■ **Problem description**
Rewrite the stretch of entries from the line containing "target: watch face" through the line containing "259), (197, 244)]", changing each "outline" to "contour" and leaving everything else the same.

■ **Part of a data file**
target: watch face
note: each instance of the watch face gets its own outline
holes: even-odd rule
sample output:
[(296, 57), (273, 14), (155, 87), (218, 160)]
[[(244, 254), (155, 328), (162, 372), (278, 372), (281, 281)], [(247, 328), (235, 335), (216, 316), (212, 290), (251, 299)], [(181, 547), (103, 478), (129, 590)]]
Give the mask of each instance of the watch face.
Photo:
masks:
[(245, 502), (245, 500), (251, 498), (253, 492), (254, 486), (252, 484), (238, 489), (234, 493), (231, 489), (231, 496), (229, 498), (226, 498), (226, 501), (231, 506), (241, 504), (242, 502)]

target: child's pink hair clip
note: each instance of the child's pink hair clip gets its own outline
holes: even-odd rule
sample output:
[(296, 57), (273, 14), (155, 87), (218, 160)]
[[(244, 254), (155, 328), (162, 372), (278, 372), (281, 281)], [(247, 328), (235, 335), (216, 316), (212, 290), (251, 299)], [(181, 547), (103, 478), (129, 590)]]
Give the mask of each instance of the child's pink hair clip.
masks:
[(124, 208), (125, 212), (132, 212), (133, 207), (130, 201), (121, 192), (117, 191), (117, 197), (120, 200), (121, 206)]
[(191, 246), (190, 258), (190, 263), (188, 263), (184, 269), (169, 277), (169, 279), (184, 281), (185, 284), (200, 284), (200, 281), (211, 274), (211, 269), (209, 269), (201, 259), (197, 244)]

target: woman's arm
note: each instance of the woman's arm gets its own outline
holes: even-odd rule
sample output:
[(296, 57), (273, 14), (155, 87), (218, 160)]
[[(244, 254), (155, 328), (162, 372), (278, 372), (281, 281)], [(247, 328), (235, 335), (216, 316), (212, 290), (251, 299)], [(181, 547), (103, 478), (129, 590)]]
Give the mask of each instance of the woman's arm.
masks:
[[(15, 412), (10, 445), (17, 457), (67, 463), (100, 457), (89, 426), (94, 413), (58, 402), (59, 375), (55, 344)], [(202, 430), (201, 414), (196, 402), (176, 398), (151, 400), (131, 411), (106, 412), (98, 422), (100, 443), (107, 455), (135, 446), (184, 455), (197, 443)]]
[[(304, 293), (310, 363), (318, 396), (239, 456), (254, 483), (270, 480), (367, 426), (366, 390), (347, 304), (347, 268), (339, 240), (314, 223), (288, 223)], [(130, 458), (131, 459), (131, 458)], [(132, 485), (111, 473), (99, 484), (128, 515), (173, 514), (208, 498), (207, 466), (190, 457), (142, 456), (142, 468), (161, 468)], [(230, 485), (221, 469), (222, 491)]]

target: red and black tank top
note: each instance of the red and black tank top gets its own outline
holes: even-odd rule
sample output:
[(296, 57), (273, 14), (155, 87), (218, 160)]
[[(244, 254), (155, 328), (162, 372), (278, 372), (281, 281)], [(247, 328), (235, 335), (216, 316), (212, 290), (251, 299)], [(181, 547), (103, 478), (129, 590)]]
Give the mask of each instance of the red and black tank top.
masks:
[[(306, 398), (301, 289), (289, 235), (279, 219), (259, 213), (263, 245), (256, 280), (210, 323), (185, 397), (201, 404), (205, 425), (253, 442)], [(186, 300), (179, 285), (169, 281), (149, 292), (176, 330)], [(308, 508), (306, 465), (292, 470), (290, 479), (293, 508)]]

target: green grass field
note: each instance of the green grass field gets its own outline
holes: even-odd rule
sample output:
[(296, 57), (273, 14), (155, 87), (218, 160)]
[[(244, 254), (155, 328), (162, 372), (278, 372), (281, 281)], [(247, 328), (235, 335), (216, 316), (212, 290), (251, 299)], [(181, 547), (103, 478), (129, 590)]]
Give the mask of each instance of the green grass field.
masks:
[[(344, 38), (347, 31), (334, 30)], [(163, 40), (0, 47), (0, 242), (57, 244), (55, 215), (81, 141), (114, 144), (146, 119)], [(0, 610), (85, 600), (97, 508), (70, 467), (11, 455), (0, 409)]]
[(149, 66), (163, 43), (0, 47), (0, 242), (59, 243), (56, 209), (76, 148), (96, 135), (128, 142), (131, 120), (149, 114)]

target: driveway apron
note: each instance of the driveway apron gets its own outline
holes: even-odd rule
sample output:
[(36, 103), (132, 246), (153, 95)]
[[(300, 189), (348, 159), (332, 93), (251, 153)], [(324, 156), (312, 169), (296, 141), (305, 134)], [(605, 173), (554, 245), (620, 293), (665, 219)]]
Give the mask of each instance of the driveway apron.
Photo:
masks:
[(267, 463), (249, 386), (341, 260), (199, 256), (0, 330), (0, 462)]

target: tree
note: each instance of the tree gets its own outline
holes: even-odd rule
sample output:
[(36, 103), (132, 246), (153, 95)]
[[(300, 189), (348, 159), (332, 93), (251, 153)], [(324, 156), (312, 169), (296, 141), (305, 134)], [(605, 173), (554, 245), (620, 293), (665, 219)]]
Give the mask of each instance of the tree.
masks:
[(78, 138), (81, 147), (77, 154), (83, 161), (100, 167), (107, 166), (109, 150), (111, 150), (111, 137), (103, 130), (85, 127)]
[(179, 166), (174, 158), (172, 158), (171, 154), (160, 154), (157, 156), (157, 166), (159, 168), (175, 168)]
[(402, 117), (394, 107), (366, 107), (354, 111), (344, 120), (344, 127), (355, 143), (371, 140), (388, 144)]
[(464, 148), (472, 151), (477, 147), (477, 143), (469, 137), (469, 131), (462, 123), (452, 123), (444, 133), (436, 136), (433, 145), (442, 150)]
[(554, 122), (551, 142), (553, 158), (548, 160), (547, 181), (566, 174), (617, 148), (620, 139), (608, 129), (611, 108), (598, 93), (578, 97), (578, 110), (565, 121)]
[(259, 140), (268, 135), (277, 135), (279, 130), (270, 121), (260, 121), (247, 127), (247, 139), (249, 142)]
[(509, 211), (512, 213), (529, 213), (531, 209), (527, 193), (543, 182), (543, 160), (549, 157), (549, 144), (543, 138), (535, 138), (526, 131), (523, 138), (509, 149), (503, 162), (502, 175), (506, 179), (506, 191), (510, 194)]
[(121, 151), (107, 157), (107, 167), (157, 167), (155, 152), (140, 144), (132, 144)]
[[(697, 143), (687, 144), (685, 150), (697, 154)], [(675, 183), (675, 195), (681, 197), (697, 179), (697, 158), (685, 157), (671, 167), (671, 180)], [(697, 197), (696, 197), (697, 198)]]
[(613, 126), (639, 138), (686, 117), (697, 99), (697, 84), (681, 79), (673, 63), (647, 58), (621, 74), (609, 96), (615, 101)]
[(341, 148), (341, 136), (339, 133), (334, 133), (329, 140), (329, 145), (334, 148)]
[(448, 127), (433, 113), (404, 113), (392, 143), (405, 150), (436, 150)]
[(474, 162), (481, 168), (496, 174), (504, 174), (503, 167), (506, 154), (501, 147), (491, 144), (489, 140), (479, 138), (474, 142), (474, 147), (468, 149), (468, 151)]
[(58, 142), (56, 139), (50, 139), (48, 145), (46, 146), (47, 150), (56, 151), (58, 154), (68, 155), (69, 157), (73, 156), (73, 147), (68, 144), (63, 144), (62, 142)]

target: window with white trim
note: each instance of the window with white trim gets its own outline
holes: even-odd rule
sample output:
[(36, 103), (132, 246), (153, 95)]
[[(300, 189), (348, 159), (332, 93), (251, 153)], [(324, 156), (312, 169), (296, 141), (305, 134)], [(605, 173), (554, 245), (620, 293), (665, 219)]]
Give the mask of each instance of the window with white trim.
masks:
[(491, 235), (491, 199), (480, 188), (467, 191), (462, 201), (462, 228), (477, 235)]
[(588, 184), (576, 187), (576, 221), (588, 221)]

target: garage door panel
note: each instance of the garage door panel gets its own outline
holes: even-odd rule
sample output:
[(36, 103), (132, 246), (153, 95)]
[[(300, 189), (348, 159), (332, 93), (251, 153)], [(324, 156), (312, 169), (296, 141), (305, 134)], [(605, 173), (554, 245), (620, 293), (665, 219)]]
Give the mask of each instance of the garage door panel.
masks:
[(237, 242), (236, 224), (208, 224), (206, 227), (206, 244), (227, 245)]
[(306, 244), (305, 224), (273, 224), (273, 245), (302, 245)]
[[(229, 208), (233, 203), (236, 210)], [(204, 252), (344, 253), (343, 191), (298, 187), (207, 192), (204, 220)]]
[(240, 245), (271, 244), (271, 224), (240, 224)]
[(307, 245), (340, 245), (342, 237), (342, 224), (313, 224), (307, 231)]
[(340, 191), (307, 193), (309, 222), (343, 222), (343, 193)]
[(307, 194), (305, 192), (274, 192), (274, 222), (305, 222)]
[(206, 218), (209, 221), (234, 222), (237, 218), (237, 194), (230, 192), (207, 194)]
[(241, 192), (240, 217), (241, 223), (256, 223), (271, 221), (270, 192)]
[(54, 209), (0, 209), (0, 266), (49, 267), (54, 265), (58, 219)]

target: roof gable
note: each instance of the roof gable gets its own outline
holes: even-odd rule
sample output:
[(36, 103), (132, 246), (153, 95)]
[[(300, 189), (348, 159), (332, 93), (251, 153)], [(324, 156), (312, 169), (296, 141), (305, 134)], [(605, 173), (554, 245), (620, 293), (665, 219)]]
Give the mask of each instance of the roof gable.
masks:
...
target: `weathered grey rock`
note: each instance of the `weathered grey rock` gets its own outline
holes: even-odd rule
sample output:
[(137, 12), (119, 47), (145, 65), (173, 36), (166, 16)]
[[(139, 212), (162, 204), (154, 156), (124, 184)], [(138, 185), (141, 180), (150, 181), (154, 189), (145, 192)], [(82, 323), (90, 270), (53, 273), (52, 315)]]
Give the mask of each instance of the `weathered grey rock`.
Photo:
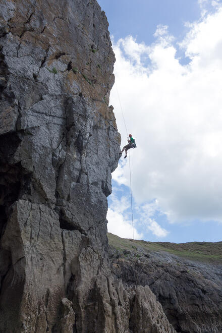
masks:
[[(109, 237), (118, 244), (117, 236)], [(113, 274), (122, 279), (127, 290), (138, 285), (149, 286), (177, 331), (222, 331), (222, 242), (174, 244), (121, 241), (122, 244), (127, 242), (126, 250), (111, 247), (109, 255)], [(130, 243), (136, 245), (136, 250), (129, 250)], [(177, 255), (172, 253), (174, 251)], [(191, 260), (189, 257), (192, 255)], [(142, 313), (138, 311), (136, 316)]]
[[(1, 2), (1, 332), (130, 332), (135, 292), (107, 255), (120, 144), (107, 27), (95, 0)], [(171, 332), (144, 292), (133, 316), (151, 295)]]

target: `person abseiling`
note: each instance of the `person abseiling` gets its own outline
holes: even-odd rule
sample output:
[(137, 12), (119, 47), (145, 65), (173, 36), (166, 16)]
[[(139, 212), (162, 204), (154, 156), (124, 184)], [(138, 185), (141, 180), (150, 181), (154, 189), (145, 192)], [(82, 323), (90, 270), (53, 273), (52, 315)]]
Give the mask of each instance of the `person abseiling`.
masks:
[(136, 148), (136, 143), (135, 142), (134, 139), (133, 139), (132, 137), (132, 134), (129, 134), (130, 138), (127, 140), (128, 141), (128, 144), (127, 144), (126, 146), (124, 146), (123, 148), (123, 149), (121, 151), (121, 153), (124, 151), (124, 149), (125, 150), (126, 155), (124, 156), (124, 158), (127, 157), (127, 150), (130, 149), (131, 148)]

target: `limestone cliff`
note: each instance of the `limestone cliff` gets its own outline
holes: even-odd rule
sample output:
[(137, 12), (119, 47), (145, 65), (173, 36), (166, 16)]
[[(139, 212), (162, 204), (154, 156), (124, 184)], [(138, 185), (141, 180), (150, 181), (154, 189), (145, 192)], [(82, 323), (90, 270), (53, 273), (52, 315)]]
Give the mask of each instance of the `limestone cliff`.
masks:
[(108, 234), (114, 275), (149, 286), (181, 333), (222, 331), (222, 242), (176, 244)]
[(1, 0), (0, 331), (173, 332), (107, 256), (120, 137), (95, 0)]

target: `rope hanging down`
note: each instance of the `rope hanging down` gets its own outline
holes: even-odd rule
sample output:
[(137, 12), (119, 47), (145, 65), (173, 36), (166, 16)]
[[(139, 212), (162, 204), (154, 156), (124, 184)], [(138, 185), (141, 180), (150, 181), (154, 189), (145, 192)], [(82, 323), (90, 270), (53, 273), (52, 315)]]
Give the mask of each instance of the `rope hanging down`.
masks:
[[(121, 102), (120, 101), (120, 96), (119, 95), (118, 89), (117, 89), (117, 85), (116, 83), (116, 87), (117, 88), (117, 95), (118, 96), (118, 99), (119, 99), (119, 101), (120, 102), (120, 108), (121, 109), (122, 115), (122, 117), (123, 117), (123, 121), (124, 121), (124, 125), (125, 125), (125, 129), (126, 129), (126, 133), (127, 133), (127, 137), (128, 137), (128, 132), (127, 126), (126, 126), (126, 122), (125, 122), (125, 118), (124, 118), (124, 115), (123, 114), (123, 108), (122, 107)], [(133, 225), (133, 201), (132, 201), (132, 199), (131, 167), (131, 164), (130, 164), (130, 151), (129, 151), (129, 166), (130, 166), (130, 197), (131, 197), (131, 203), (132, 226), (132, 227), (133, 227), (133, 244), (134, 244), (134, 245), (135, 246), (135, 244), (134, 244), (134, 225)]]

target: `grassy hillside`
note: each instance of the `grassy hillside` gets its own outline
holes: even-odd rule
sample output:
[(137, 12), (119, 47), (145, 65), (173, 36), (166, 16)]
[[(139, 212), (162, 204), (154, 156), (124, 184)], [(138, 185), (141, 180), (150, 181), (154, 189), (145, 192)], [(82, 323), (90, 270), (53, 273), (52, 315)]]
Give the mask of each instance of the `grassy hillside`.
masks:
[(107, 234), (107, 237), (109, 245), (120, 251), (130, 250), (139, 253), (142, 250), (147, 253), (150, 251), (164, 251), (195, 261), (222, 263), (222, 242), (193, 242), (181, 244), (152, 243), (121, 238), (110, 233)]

■ **Answer to this problem**
target: watch face
note: each instance of the watch face gets its own contour
holes: even-odd rule
sample output:
[(296, 57), (273, 14), (155, 87), (218, 160)]
[[(244, 254), (155, 328), (162, 372), (278, 372), (281, 281)], [(247, 328), (235, 335), (216, 316), (212, 290), (251, 299)], [(181, 547), (103, 478), (129, 590)]]
Give the mask of each instance of the watch face.
Photo:
masks:
[(245, 502), (245, 500), (251, 498), (253, 492), (254, 486), (252, 484), (238, 489), (234, 493), (231, 489), (231, 496), (229, 498), (226, 498), (226, 501), (231, 506), (241, 504), (242, 502)]

target: child's pink hair clip
note: each instance of the child's pink hair clip gets its own contour
holes: even-odd rule
sample output:
[(296, 57), (273, 14), (155, 87), (218, 160)]
[[(244, 254), (155, 328), (162, 372), (278, 372), (281, 281)], [(247, 328), (235, 335), (216, 316), (212, 290), (251, 299)], [(181, 547), (103, 478), (129, 590)]]
Give the mask of each instance of the child's pink hair clip.
masks:
[(124, 208), (125, 212), (132, 212), (133, 207), (130, 201), (121, 192), (117, 191), (117, 197), (120, 200), (121, 206)]
[(191, 246), (190, 258), (190, 263), (188, 263), (184, 269), (169, 277), (169, 279), (184, 281), (185, 284), (200, 284), (200, 281), (211, 274), (211, 269), (209, 269), (201, 259), (197, 244)]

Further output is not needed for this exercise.